### Work to complete:
Gather every line of the entries below that contains the word "orange", and copy each one. Case counts.

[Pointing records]
○ ○ ○ ○
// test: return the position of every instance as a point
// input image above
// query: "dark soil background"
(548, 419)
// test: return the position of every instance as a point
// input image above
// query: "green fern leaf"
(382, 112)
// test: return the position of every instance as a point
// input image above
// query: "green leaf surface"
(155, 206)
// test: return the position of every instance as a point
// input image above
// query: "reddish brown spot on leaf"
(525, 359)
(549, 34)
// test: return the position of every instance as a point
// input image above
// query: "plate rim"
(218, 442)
○ ○ ○ ○
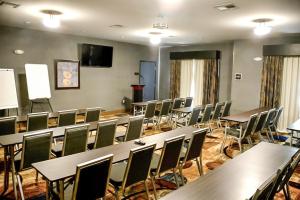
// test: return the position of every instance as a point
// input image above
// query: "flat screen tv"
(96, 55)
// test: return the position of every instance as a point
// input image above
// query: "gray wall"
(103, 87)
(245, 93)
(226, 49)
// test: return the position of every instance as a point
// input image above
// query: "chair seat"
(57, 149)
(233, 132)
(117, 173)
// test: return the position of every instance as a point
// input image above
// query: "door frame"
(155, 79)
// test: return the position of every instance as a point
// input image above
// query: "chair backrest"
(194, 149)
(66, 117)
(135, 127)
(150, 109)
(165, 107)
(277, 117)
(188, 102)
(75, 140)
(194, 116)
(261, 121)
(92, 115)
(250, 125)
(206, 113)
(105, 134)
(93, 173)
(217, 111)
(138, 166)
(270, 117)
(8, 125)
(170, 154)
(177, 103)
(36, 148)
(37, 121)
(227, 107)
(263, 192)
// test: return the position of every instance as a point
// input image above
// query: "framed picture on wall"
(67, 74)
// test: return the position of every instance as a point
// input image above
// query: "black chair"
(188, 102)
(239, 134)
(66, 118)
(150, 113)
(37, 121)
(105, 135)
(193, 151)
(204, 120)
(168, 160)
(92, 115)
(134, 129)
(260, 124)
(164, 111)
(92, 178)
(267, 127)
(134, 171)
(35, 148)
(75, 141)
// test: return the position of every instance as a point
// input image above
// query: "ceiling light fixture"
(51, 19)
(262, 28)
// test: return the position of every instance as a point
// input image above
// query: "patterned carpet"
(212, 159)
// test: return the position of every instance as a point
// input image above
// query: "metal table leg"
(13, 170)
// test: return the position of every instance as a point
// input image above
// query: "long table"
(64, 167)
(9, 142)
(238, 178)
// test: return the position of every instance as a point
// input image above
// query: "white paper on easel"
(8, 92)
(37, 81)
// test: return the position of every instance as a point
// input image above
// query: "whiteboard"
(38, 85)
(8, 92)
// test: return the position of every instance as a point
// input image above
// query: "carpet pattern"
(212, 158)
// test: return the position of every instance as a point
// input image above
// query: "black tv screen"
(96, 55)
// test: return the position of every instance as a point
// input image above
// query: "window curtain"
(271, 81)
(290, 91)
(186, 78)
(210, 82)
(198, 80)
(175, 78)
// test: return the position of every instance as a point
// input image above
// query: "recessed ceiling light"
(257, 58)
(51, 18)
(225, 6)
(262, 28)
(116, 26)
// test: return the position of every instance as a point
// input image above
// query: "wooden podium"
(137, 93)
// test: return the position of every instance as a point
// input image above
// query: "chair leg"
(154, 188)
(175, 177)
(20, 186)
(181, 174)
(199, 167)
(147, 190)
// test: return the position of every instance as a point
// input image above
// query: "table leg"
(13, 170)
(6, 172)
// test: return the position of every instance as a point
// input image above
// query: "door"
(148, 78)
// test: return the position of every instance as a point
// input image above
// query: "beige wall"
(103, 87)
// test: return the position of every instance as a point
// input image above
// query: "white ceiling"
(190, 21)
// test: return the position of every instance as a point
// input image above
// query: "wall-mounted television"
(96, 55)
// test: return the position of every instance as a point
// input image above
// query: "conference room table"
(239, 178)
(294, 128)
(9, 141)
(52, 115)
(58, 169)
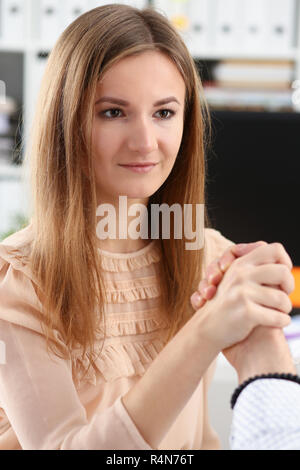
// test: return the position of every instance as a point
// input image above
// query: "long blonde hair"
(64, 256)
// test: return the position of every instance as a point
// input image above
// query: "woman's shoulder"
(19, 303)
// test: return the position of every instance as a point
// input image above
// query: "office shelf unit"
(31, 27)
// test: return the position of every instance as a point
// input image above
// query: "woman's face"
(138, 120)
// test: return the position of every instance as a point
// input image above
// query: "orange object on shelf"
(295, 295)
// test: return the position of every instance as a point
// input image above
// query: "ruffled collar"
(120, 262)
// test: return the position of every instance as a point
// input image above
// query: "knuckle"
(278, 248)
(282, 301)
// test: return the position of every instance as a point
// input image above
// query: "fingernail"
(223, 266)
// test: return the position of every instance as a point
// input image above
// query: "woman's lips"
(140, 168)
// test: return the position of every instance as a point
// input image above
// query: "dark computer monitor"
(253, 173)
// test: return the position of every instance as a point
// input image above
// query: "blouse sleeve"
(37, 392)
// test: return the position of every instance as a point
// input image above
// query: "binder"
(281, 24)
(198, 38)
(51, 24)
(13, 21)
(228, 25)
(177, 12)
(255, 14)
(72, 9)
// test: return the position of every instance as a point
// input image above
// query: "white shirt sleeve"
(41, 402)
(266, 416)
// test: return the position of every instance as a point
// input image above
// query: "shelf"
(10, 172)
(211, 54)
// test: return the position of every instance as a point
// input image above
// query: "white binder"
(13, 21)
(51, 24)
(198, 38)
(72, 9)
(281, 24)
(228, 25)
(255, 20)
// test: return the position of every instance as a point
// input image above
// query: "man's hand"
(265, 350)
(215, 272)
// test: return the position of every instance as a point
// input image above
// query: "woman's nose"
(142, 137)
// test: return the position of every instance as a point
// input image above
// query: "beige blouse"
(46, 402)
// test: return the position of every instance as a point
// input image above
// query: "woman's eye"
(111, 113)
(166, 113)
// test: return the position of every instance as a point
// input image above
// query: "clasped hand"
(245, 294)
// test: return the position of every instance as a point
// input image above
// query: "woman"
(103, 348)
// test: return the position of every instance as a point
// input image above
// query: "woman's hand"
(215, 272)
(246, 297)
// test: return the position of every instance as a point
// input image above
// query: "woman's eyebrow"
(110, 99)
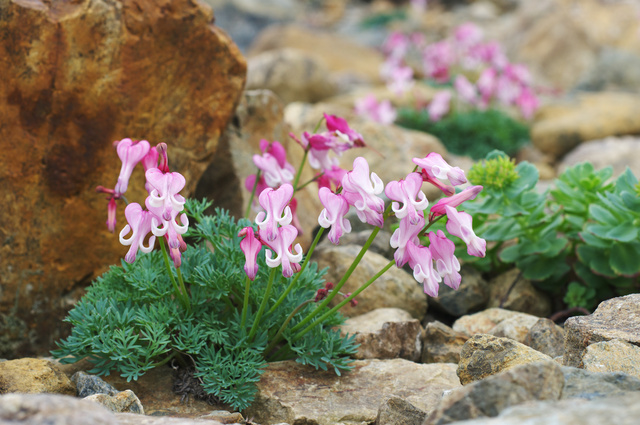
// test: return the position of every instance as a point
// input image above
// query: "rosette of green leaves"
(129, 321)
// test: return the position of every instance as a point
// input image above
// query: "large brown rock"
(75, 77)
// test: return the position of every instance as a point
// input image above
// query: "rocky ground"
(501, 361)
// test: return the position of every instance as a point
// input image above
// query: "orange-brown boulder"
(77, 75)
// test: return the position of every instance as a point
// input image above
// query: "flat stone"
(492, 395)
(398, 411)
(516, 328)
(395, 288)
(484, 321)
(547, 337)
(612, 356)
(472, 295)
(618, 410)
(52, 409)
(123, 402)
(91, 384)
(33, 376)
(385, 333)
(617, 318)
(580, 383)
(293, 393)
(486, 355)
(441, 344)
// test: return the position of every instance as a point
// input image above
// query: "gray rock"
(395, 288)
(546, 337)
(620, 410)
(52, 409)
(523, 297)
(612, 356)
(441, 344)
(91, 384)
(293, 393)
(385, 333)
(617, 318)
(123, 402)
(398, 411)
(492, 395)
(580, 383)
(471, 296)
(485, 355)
○ ○ ○ ○
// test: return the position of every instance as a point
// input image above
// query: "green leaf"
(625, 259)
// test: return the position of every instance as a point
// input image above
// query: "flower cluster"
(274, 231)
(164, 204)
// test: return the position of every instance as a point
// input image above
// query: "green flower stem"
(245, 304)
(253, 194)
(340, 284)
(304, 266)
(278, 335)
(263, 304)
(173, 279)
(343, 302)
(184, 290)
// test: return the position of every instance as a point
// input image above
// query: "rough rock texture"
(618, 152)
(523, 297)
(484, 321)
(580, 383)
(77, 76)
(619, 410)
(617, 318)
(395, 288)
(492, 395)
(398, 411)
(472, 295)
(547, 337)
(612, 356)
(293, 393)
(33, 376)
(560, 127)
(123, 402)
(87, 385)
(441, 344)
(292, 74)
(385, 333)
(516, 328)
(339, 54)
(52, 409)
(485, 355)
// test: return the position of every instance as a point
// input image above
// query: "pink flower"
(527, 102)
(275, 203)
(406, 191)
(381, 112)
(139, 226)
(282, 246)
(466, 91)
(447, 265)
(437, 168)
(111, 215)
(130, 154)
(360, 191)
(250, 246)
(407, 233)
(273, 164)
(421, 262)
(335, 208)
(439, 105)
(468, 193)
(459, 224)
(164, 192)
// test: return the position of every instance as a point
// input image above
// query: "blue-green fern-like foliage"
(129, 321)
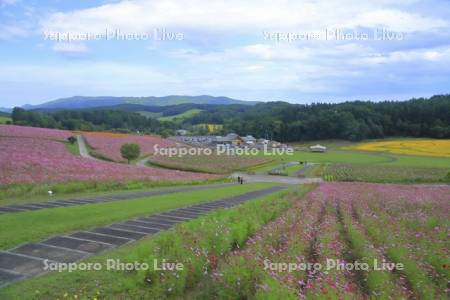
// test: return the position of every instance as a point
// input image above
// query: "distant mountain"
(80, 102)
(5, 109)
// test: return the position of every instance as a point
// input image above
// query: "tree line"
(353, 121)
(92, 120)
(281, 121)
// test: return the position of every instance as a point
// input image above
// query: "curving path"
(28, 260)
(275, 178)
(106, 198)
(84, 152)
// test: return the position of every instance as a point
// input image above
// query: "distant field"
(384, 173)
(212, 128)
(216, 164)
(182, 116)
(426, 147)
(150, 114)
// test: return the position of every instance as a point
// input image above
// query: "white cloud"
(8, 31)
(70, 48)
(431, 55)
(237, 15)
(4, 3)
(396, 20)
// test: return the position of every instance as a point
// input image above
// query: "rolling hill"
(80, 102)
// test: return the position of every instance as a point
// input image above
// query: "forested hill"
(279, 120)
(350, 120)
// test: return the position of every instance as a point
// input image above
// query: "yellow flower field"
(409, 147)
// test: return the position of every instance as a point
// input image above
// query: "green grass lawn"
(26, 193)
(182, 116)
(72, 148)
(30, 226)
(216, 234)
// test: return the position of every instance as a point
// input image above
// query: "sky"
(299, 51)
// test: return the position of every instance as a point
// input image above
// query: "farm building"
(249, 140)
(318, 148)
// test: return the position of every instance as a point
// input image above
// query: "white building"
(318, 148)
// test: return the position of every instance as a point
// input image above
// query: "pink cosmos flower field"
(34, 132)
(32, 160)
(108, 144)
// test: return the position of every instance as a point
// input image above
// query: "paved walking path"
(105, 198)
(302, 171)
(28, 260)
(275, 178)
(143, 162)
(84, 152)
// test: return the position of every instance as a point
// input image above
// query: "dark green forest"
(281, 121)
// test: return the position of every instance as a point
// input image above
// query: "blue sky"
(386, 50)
○ ○ ○ ○
### Written solution:
// query: "orange object on shelf"
// query: "orange-brown boulder"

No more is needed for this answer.